Activism

It's been 10 years since the Occupy protests. What did they achieve?

A decade on from the Occupy Wall Street and Occupy London protests, we look at what they achieved and how they laid the groundwork for Extinction Rebellion and Insulate Britain.

Protesters wearing masks at the Occupy London protest outside St Paul s Cathedral in London Photo: David Pearson / Alamy Stock Photo

Protesters wearing masks at the Occupy London protest outside St Paul s Cathedral in London Photo: David Pearson / Alamy Stock Photo

Ten years ago the world stood on the precipice of the age of austerity and a decade of disruption.

Kicking off on October 15 2011, Occupy London was not only a manifestation of the anger felt at the time, but it was also an iconic movement with words and imagery that are still felt to this day. Many of the issues protesters spoke about during the eight months of occupations are still with us too.

The Occupy movement never went away, its tendrils extending into environmental campaigners Extinction Rebellion and Insulate Britain. The battle against the mega-rich, the bankers and the corporations of the one per cent still rages on. But has Occupy made a difference?

*COLLECTED MATERIAL*.
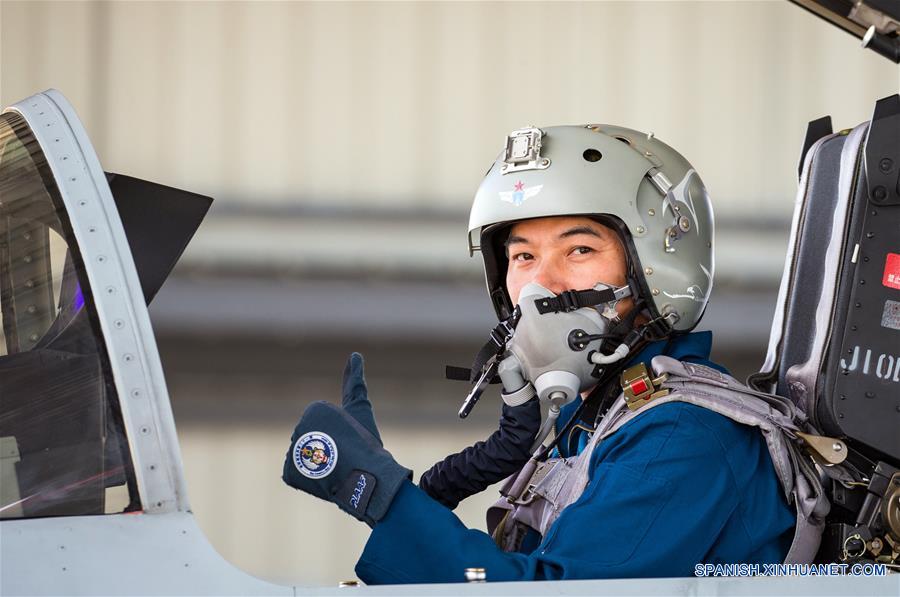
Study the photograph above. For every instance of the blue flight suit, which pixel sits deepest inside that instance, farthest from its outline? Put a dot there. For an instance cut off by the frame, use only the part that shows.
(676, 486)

*TASK DETAILS*.
Copy the article about the Occupy protests between "A decade on" and "for Extinction Rebellion and Insulate Britain.", inclusive, switching "groundwork" to "foundation". Rely only on the article about the Occupy protests.

*COMPLETED EXERCISE*.
A decade on from the Occupy Wall Street and Occupy London protests, we look at what they achieved and how they laid the foundation for Extinction Rebellion and Insulate Britain.